Show every line of the records below that contains the word "coat", matching case exactly.

Dataset
--
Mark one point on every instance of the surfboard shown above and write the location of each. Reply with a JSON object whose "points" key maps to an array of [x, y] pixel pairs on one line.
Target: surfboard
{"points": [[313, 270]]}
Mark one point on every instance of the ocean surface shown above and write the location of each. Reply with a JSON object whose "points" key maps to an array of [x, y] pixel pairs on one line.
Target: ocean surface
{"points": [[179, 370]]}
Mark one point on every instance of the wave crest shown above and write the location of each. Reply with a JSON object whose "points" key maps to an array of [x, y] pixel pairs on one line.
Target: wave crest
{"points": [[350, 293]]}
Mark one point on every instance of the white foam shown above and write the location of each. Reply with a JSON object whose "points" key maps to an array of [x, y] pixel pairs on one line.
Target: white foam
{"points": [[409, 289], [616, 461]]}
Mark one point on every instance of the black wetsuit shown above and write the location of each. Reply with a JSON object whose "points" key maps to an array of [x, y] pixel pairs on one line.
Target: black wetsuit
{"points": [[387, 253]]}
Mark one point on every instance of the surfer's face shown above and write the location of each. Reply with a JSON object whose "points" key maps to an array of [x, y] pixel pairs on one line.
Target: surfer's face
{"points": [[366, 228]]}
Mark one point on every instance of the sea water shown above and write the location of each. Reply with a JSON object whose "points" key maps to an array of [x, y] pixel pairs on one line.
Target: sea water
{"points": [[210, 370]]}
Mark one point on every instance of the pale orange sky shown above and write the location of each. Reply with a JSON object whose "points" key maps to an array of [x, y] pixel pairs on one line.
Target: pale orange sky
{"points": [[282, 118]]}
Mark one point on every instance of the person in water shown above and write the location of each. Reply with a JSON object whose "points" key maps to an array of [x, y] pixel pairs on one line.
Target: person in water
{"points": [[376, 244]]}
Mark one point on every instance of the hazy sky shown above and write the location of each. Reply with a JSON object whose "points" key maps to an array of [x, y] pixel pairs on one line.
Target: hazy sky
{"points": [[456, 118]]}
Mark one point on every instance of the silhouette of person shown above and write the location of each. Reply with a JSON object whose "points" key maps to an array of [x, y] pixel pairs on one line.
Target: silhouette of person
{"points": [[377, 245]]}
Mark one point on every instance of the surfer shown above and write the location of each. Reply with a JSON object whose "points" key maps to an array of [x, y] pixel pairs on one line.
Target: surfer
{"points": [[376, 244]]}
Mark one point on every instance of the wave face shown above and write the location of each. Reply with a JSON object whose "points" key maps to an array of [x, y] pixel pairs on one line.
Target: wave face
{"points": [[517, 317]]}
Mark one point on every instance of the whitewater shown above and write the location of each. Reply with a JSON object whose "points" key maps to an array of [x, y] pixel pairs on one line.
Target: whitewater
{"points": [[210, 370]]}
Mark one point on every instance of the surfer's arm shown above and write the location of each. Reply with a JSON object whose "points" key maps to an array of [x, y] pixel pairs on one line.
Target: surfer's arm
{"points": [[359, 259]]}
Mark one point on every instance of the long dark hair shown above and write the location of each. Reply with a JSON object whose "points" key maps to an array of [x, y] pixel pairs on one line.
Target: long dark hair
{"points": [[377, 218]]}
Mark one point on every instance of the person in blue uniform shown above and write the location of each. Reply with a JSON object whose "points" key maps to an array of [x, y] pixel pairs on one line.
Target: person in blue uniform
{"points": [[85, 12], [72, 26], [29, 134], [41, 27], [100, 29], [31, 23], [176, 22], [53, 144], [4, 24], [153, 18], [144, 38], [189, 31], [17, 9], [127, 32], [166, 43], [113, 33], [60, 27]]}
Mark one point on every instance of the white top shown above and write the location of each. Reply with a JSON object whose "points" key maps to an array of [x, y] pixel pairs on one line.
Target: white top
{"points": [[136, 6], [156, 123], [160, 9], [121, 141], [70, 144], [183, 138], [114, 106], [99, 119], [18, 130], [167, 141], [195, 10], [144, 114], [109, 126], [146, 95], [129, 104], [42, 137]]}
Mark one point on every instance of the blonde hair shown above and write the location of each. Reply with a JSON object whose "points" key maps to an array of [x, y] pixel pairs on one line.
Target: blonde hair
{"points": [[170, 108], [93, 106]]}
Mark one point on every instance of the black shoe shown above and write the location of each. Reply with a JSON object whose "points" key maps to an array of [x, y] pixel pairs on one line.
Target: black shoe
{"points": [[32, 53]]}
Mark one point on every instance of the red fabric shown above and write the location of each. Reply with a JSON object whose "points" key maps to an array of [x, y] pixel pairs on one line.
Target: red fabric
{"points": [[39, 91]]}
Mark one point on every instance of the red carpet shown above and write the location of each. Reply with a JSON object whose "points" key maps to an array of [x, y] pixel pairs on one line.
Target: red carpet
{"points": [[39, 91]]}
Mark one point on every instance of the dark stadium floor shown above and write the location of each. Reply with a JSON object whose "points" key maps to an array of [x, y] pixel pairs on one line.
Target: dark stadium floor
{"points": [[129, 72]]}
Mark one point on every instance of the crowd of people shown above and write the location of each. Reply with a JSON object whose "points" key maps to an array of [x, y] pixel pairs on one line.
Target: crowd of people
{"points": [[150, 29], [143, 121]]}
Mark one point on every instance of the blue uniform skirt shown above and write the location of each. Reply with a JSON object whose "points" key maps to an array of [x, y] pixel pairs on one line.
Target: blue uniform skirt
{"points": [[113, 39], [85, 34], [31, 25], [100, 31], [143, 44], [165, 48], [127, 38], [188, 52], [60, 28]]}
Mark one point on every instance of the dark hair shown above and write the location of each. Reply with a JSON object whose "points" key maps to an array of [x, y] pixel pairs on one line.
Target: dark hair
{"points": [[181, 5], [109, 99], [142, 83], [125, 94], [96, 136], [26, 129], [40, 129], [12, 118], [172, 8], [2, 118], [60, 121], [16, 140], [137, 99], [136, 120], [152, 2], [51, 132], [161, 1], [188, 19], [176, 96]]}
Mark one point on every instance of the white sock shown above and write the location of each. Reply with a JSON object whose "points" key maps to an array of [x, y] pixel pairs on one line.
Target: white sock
--
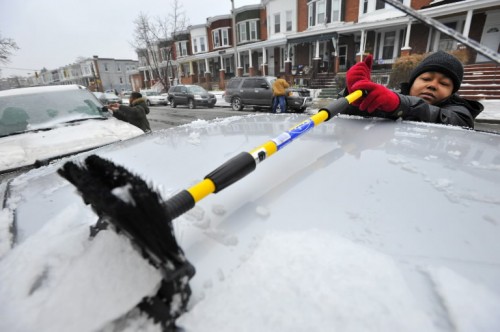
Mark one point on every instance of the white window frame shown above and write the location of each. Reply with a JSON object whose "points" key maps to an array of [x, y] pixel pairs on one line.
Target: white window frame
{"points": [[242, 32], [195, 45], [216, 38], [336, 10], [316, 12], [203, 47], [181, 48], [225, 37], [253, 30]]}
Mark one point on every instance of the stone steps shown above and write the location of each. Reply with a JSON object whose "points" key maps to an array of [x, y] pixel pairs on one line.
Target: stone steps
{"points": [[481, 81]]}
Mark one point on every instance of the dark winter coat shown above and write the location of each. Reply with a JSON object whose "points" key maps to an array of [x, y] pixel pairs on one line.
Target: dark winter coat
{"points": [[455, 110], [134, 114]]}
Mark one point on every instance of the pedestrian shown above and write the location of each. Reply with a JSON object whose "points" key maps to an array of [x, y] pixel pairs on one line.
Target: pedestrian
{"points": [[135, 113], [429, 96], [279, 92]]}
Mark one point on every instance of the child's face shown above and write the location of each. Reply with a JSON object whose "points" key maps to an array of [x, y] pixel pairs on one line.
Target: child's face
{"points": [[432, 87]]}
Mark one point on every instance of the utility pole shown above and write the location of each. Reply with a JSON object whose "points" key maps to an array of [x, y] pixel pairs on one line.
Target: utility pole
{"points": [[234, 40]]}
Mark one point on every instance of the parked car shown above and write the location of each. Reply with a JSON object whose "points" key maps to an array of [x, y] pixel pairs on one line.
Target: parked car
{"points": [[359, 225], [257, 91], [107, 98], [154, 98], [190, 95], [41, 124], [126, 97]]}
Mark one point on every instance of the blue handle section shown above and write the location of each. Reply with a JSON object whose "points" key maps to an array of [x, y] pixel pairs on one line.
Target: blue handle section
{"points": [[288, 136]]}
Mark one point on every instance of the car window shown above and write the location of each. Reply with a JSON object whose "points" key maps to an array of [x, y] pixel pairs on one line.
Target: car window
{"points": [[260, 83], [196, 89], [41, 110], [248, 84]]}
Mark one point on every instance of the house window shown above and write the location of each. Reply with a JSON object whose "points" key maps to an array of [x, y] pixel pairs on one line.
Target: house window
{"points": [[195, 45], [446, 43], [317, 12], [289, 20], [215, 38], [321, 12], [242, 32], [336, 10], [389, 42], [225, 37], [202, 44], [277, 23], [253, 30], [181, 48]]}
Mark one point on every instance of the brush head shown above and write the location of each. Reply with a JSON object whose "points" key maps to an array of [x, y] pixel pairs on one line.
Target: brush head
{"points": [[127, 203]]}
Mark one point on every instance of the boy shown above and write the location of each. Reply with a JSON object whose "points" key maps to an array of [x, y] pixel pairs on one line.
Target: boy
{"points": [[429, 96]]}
--
Result below
Mark one point on every instance of the dark winter coat shown above and write the location of each. Reply with a JSON object whose "points" key maps to an array of [x, y] pixel pairs on one line.
Target: dark winter coat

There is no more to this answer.